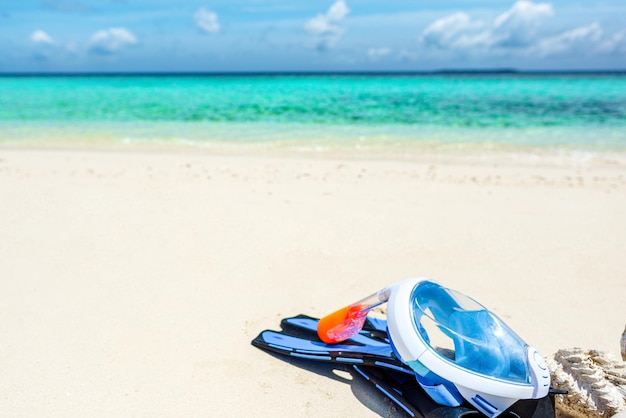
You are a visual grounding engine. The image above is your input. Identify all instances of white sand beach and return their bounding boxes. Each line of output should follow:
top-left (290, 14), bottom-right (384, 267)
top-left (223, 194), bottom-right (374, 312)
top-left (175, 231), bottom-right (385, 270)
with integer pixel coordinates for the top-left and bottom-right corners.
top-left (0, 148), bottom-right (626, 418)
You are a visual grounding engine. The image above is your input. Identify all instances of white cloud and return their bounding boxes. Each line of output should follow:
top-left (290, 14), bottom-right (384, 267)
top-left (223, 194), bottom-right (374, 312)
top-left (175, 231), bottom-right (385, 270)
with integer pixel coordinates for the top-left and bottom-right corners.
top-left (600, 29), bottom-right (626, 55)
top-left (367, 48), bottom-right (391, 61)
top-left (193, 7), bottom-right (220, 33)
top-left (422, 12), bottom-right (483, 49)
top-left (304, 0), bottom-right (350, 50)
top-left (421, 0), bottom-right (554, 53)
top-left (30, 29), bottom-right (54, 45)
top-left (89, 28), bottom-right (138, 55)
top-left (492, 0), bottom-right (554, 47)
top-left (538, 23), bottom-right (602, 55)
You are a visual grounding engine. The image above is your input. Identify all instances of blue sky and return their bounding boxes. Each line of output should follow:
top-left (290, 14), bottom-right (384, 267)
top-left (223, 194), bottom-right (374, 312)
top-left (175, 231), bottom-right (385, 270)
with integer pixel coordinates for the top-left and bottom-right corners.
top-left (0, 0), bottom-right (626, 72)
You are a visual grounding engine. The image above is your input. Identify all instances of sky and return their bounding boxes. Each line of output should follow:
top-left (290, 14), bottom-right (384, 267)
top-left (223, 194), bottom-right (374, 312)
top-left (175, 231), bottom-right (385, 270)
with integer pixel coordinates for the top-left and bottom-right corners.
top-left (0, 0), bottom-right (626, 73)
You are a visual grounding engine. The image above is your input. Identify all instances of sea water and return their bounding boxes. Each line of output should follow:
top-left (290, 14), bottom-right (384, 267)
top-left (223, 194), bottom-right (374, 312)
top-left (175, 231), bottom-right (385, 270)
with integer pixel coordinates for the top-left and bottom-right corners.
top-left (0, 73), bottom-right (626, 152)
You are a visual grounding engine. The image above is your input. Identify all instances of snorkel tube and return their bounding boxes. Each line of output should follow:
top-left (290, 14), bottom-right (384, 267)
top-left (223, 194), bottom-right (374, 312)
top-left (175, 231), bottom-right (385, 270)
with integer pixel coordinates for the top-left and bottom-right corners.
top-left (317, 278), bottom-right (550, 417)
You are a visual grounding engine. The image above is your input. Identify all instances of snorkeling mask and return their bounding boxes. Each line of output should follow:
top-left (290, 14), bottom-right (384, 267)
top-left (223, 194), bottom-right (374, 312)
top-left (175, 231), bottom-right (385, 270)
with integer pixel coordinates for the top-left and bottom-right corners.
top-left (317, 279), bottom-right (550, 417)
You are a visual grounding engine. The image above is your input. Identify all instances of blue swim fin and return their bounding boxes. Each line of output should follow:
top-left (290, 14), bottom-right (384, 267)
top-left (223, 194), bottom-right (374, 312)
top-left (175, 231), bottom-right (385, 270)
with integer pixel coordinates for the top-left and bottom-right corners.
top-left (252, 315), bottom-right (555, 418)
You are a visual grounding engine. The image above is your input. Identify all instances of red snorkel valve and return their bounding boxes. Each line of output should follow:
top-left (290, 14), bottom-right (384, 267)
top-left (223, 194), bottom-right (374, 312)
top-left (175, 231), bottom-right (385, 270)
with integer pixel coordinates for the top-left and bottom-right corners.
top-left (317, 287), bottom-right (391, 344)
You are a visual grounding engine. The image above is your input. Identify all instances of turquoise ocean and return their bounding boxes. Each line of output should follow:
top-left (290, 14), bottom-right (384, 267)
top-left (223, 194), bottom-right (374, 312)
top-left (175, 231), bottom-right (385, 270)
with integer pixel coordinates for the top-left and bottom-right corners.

=-=-=

The exercise:
Could you repeat every item above word for word, leaving out the pictures?

Result of the exercise:
You are a visual grounding engine. The image above is your input. Identify all instances of white sand beach and return their bounding boxes. Each line of output should follow:
top-left (290, 14), bottom-right (384, 267)
top-left (223, 194), bottom-right (374, 312)
top-left (175, 231), bottom-right (385, 270)
with integer pixel coordinates for the top-left and bottom-right corners.
top-left (0, 148), bottom-right (626, 418)
You are a visual grounding engine. The image above is your input. Identify all instances of white cloud and return their bounding boxes. Each line of output should follow:
top-left (290, 14), bottom-right (384, 267)
top-left (223, 194), bottom-right (374, 312)
top-left (175, 231), bottom-right (385, 270)
with integer pixel coordinates for the top-left and bottom-right corners.
top-left (600, 29), bottom-right (626, 55)
top-left (367, 48), bottom-right (391, 61)
top-left (193, 7), bottom-right (220, 33)
top-left (422, 12), bottom-right (483, 49)
top-left (304, 0), bottom-right (350, 50)
top-left (421, 0), bottom-right (554, 53)
top-left (30, 29), bottom-right (54, 45)
top-left (89, 28), bottom-right (138, 55)
top-left (492, 0), bottom-right (554, 47)
top-left (538, 23), bottom-right (602, 55)
You are a visual grounding engine. The image above is your input. Identify all instances of blue sky and return their bounding boxes. Each line of output should follow:
top-left (290, 14), bottom-right (384, 267)
top-left (223, 194), bottom-right (374, 312)
top-left (175, 231), bottom-right (385, 270)
with integer pixel coordinates for the top-left and bottom-right corners.
top-left (0, 0), bottom-right (626, 72)
You are a visual grounding engine. The image above is your input. Identify all instances of sky and return their bounding boxes. Each line of output should follow:
top-left (290, 14), bottom-right (384, 267)
top-left (223, 194), bottom-right (374, 312)
top-left (175, 231), bottom-right (385, 270)
with integer pixel coordinates for the top-left and bottom-right corners.
top-left (0, 0), bottom-right (626, 73)
You are a visual grounding engine. The image above is your input. Identify all instances of sea water and return their bounding boxes. Each line of output should follow:
top-left (290, 14), bottom-right (384, 267)
top-left (223, 194), bottom-right (374, 312)
top-left (175, 231), bottom-right (385, 270)
with integer pixel coordinates for the top-left and bottom-right corners.
top-left (0, 73), bottom-right (626, 152)
You are a visual grounding engine. The image above is your input. Identify all instances of snorkel tube and return their bounding boxes. Each line of output should follow:
top-left (290, 14), bottom-right (384, 267)
top-left (223, 194), bottom-right (374, 312)
top-left (175, 231), bottom-right (385, 270)
with integer pixel coordinates for the top-left and bottom-right corners.
top-left (317, 278), bottom-right (550, 417)
You are a visual grounding engine. The image above is your input. Identify all instances of snorkeling mask and return their bounding boxes. Each line of output should follow:
top-left (290, 14), bottom-right (384, 267)
top-left (223, 194), bottom-right (374, 312)
top-left (175, 231), bottom-right (385, 270)
with integer pixel coordinates for the top-left and bottom-right corners.
top-left (317, 279), bottom-right (550, 417)
You are a visual grounding engine. The image above is your input. Identify all instances of blue swim fin and return their bounding boxes. Each line of output should follow:
top-left (290, 14), bottom-right (384, 267)
top-left (223, 194), bottom-right (374, 312)
top-left (175, 231), bottom-right (385, 270)
with integer pixel coordinates for the top-left and bottom-right corners.
top-left (252, 315), bottom-right (555, 418)
You are a visual grounding engine. The image above is your input. Identify all instances of red snorkel valve and return their bounding boxes. Each line of output should follow:
top-left (290, 14), bottom-right (384, 267)
top-left (223, 194), bottom-right (374, 312)
top-left (175, 231), bottom-right (385, 270)
with integer pixel coordinates for the top-left and bottom-right corners.
top-left (317, 287), bottom-right (391, 344)
You are a visual grounding engine. The image above is your input. Identify all instances of turquoise ocean and return their bounding boxes. Each line of output should follow:
top-left (290, 14), bottom-right (384, 267)
top-left (223, 194), bottom-right (374, 312)
top-left (175, 231), bottom-right (385, 270)
with integer pixel coordinates for the top-left and bottom-right corners.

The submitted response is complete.